> Extract provided

————

Nonetheless, an aging nation will add pressure to health care and the economy. It will demand that communities be reshaped to meet the needs of more seniors. And it will challenge the country to rethink its family policies.
Starting in 2011, when the first wave of baby boomers turns 65, Canadian families will have fewer children and more elderly -- and progressively fewer people to take care of them.
Where once there were five workers for every retiree, that ratio will fall to just 2:1 by 2030. By then, when the hardiest boomers reach their 80s, one in four Canadians will be over 65, compared to one in seven today. Meanwhile, children and youth will account for less than one in five people.
For the first time in this country's history, grandparents will outnumber grandchildren.
If the predictions by some economists are correct, an aging population could result in a shrinking workforce that fuels skills shortages. Living standards could drop as the economy grows more slowly. When the size of the workforce shrinks, the economy can only grow if productivity increases enough to compensate. And those increases would have to be substantial to offset the impact of aging.

————

Translate this sentence from the extract on Canada's aging population into Spanish: "For the first time in this country's history, grandparents will outnumber grandchildren."

————

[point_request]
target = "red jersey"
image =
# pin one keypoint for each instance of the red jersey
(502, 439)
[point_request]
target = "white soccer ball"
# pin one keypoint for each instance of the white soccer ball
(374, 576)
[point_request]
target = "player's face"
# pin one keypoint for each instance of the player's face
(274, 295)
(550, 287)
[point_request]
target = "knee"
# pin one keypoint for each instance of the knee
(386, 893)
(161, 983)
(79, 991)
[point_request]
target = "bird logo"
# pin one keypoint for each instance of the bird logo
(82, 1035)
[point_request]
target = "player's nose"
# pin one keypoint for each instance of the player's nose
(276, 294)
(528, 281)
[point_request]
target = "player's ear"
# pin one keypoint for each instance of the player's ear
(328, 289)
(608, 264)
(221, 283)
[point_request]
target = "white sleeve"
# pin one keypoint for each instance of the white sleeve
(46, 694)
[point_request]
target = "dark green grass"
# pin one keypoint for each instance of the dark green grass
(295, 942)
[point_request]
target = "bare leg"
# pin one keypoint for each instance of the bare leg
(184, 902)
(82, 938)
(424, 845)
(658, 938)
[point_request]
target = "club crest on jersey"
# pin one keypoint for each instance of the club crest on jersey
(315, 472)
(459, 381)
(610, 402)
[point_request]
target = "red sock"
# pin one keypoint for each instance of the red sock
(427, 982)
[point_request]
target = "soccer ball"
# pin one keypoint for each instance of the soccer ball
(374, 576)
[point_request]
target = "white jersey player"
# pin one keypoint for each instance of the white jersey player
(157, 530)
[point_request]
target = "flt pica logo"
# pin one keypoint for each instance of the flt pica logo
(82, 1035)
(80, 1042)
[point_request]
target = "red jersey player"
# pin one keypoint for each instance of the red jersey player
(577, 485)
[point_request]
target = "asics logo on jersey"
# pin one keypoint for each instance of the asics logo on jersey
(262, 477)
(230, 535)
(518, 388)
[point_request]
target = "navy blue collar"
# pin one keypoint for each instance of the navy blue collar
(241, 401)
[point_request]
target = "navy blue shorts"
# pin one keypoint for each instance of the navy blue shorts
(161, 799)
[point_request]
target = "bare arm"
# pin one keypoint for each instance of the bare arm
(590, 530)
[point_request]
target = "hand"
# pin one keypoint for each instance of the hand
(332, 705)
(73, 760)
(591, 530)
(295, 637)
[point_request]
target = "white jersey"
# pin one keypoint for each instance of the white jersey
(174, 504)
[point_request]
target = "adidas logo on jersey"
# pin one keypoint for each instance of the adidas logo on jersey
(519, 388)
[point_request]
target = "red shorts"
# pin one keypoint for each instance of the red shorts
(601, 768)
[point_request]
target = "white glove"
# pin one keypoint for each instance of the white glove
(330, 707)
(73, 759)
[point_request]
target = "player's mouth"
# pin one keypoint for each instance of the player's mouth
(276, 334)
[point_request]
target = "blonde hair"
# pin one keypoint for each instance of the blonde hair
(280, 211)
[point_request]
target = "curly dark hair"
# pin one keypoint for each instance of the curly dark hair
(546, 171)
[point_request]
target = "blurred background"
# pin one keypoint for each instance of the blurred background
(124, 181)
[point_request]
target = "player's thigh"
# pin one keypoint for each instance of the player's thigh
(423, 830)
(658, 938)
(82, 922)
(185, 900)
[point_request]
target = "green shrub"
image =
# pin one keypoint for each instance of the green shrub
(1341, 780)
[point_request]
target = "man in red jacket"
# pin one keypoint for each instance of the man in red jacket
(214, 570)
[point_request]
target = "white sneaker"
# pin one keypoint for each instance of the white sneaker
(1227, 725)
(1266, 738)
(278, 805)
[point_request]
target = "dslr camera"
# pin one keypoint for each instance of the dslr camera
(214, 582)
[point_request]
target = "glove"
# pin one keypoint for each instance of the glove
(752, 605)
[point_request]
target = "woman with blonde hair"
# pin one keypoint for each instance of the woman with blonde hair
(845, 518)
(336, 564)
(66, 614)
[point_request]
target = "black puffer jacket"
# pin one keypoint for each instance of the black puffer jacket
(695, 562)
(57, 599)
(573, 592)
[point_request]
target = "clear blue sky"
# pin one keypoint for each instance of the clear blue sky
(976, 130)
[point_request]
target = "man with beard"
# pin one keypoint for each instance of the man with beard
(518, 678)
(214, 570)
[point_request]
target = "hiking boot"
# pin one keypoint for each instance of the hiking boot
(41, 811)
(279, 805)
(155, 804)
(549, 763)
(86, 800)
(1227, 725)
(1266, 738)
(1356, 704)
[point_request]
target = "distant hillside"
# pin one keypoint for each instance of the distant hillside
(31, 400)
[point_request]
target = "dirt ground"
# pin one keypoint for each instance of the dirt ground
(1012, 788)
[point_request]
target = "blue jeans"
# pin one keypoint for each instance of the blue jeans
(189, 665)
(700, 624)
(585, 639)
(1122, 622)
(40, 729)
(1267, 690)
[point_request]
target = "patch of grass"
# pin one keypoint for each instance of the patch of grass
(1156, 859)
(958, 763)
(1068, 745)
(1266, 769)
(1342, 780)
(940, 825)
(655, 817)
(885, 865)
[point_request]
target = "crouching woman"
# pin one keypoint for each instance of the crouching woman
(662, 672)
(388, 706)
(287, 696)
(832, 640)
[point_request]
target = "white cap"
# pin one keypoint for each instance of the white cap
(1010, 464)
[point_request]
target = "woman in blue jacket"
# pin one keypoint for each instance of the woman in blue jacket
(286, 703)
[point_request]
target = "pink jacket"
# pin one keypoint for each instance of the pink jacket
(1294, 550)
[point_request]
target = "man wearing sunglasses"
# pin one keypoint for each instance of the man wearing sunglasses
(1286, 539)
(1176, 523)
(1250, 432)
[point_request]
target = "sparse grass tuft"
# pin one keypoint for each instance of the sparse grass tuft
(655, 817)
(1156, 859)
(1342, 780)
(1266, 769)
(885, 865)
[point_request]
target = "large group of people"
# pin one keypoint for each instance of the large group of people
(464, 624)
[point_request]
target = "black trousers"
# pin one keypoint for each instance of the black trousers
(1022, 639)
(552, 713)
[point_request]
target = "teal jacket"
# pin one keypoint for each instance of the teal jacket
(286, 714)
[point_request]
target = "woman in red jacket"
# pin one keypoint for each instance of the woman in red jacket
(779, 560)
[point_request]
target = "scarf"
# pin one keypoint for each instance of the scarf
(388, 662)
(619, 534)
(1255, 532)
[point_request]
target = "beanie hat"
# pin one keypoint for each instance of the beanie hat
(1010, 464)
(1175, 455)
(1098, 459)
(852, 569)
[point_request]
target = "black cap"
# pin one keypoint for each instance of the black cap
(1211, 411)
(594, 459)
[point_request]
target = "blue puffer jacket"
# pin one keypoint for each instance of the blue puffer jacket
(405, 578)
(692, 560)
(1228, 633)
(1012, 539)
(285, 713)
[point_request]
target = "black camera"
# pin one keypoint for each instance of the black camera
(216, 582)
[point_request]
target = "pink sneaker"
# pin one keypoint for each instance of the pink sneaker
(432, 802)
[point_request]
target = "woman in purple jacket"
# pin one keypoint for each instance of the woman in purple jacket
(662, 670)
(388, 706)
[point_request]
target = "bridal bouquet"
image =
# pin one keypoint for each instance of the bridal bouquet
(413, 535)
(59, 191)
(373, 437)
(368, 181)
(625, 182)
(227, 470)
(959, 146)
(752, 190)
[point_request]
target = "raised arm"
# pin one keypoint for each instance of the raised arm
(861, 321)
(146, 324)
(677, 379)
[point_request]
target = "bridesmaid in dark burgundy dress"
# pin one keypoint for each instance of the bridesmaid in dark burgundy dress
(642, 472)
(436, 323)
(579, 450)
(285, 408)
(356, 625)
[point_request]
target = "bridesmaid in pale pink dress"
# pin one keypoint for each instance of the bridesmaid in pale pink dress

————

> Task solution
Por primera vez en la historia de este país, los abuelos superarán en número a los nietos.